### RECORDS FOR THIS TASK
>> START

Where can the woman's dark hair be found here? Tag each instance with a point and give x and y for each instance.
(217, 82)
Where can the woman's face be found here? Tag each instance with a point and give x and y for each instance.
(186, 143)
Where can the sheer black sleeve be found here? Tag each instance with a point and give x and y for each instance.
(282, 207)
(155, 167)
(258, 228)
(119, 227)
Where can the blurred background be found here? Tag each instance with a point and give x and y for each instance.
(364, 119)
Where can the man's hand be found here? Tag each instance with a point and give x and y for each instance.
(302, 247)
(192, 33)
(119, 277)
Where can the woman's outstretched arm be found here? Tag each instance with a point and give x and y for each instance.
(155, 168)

>> END
>> START

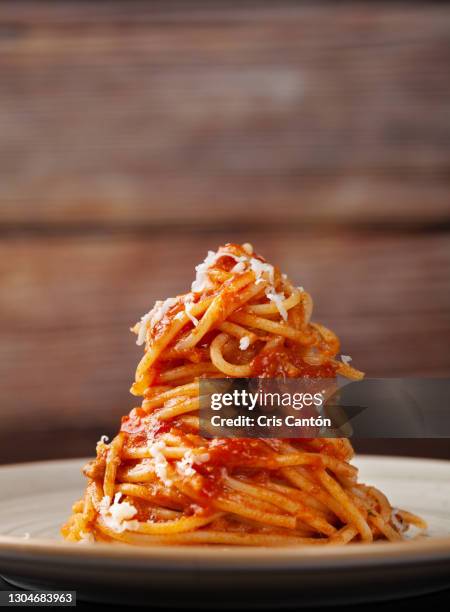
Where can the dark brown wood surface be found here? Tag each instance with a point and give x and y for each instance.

>> END

Pull out every line of the items that contains the string "dark", matching case exactly.

### RESULT OF THE TASK
Where can the woman's dark hair be found here? Tag each instance with a point and give x and y for each instance.
Where can the dark brown wood surface be found here? Tag each instance with a point and give x and y for each instance.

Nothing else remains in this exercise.